=== INPUT FOR THIS TASK ===

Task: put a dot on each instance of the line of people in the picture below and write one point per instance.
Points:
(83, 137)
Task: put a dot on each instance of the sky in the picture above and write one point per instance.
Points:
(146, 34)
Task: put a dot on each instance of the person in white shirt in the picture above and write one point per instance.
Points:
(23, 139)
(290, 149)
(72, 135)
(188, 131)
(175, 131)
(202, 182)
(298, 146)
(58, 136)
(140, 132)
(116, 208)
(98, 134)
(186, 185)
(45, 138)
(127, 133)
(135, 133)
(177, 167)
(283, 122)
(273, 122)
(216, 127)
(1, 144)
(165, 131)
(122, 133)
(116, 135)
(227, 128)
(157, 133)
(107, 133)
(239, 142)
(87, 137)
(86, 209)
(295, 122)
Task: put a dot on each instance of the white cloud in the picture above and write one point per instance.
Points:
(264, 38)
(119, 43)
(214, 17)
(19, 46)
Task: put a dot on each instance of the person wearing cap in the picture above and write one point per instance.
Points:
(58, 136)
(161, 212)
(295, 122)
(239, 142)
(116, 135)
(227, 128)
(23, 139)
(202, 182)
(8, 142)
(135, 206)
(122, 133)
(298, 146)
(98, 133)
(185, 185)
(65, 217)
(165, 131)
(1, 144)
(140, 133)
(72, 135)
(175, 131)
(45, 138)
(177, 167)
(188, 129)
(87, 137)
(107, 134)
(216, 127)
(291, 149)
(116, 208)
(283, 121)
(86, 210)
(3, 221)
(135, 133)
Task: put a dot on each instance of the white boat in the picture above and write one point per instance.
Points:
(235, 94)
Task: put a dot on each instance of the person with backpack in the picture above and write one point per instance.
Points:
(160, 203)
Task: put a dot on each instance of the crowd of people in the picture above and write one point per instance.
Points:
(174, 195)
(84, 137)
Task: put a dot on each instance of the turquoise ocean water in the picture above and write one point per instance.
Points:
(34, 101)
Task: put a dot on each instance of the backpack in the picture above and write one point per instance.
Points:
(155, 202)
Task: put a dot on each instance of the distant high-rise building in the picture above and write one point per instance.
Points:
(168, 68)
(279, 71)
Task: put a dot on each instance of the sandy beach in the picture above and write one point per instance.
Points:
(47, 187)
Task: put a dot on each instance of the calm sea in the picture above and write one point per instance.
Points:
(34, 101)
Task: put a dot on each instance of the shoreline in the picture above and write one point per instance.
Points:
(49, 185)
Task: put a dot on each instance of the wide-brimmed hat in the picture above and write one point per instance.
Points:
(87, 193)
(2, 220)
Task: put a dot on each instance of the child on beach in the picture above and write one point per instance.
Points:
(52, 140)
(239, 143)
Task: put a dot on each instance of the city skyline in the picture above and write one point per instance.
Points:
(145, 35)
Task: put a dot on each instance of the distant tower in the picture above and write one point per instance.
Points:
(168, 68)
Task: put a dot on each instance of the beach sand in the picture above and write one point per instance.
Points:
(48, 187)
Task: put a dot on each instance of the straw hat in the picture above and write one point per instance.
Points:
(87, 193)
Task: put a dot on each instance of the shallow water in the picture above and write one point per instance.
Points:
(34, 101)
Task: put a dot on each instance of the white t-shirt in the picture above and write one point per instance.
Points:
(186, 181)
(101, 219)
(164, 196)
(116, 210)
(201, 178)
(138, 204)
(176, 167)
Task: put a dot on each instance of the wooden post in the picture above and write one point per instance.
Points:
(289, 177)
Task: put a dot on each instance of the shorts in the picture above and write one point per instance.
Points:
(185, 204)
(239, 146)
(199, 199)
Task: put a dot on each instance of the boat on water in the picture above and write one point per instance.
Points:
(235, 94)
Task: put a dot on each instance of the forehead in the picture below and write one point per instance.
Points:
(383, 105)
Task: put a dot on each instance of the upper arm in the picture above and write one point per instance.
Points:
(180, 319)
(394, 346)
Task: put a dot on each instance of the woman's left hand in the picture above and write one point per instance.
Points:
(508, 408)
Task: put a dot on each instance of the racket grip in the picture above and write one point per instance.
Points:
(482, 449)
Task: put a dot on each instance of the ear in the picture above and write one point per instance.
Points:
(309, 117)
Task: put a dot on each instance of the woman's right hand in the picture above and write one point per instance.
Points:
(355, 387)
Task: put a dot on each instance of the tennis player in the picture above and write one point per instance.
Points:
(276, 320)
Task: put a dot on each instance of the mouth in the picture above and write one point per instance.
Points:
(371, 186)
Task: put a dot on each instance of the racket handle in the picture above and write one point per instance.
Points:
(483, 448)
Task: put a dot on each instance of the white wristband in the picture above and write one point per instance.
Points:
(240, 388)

===

DESCRIPTION OF THE TASK —
Leave out every line after the one with "Task: put a dot on each instance of the person in". Reproduce the material above exactly from its first line through that line.

WRITTEN REPLY —
Task: put a dot on each instance of the line of people in the picture below and write one point per instance.
Points:
(83, 137)
Task: put a dot on each instance of the sky in the picture above and write one point per instance.
Points:
(146, 34)
Task: put a dot on each instance of the person in white shirt in the picture above and write one point per instance.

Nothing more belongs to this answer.